#### LATIHAN SINGKAT A:
Tulis ulang kutipan tentang buku budaya lokal mulai dari "Saatnya Sekolah Membeli" sampai dengan "peningkatan kualitas pendidikan.", dengan mengganti "anggaran" menjadi "dana".
#### LATIHAN SINGKAT B:
Bagaimana terjemahan kalimat "Hal ini diamini oleh para guru yang mengajar di level daerah." dari kutipan tentang buku budaya lokal ke dalam bahasa Inggris?

#### KUTIPAN:

──────────

Notification

×

Saatnya Sekolah Membeli Buku Budaya Lokal

Kamis, 31 Juli 2025 | 16.23 WIB Last Updated 2025-07-31T09:23:46Z


Dok.foto Penulis : Muhammad Syawal Djamil


Gemarnews.com , Opini -  Dinas Pendidikan dan Kebudayaan (Disdikbud) Kabupaten Pidie telah mengalokasikan anggaran miliaran rupiah untuk pengadaan buku pelajaran dan buku pendukung pembelajaran di sekolah-sekolah. Kebijakan ini diberitakan oleh sejumlah media lokal dan menjadi perhatian banyak kalangan, terutama para pemerhati pendidikan. Tentu, apresiasi patut diberikan atas langkah nyata ini, karena menunjukkan adanya kesungguhan pemerintah daerah dalam mendukung peningkatan kualitas pendidikan. 

Kebijakan ini, di satu sisi, mencerminkan komitmen Pemerintah Kabupaten Pidie dalam memperkuat sektor pendidikan, khususnya dalam hal ketersediaan bahan ajar yang memadai. Selain itu, ini merupakan langkah strategis yang layak dihargai, mengingat literasi adalah fondasi penting dalam peningkatan mutu pendidikan jangka panjang. Namun demikian, di sisi lain, pertanyaan mulai muncul di benak publik: buku seperti apa yang benar-benar dibutuhkan oleh siswa? Apakah cukup dengan buku pelajaran dari pemerintah pusat, atau justru sudah saatnya sekolah-sekolah juga dibekali buku yang merefleksikan nilai-nilai, cerita, dan jati diri lokal mereka sendiri?

Selama ini, mau diakui atau tidak, buku pelajaran dari pemerintah sudah disusun secara terpusat dengan standar nasional. Meski didukung oleh anggaran besar dan dikerjakan oleh tim profesional, kenyataannya masih sering ditemukan berbagai kekurangan, baik itu dari materi yang tidak kontekstual, miskin ilustrasi budaya lokal, hingga pendekatan belajar yang kaku. Hal ini diamini oleh para guru yang mengajar di level daerah.

──────────

#### DATA YANG DIBERIKAN:
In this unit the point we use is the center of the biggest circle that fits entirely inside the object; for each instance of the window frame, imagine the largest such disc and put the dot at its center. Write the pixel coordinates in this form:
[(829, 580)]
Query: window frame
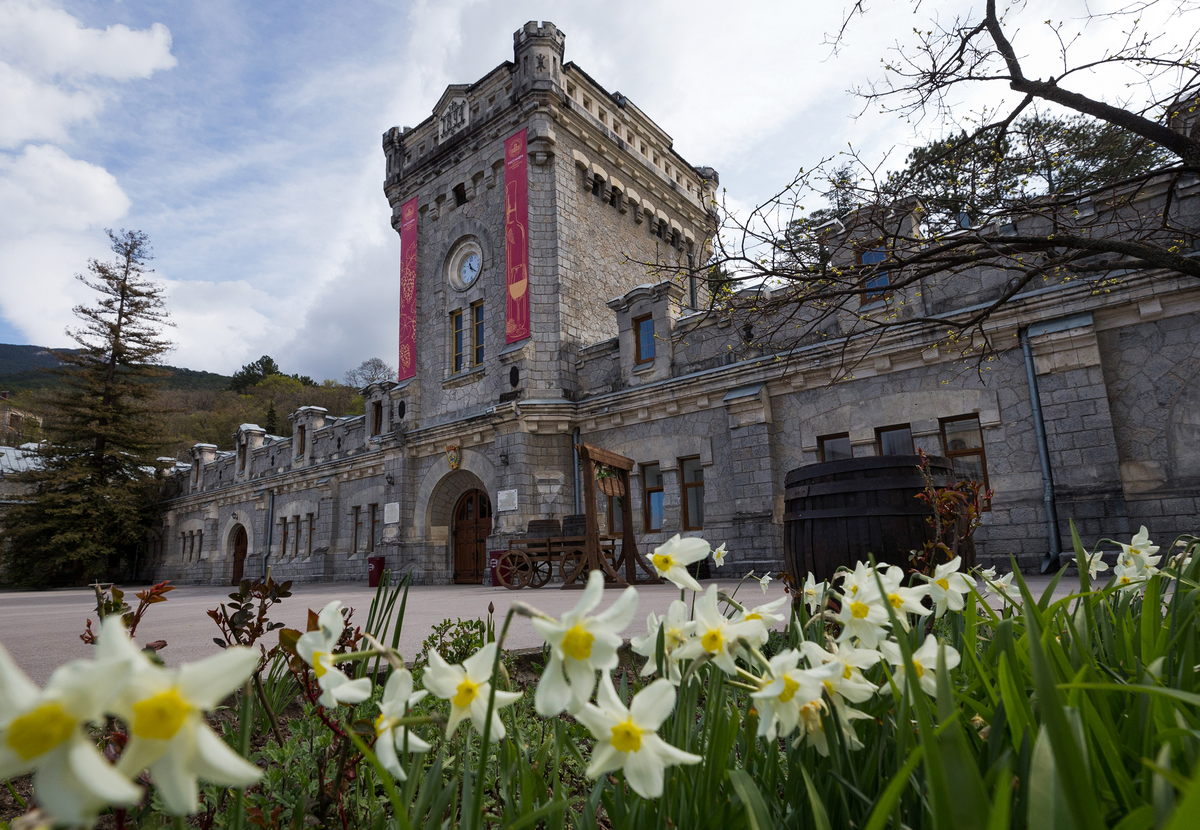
[(477, 332), (358, 528), (882, 292), (376, 417), (894, 427), (373, 525), (637, 340), (646, 497), (834, 435), (457, 342), (960, 453), (684, 486)]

──────────

#### PEMBAHASAN JAWABAN A:
Saatnya Sekolah Membeli Buku Budaya Lokal

Kamis, 31 Juli 2025 | 16.23 WIB Last Updated 2025-07-31T09:23:46Z


Dok.foto Penulis : Muhammad Syawal Djamil


Gemarnews.com , Opini -  Dinas Pendidikan dan Kebudayaan (Disdikbud) Kabupaten Pidie telah mengalokasikan dana miliaran rupiah untuk pengadaan buku pelajaran dan buku pendukung pembelajaran di sekolah-sekolah. Kebijakan ini diberitakan oleh sejumlah media lokal dan menjadi perhatian banyak kalangan, terutama para pemerhati pendidikan. Tentu, apresiasi patut diberikan atas langkah nyata ini, karena menunjukkan adanya kesungguhan pemerintah daerah dalam mendukung peningkatan kualitas pendidikan.

#### PEMBAHASAN JAWABAN B:
This is affirmed by the teachers who teach at the regional level.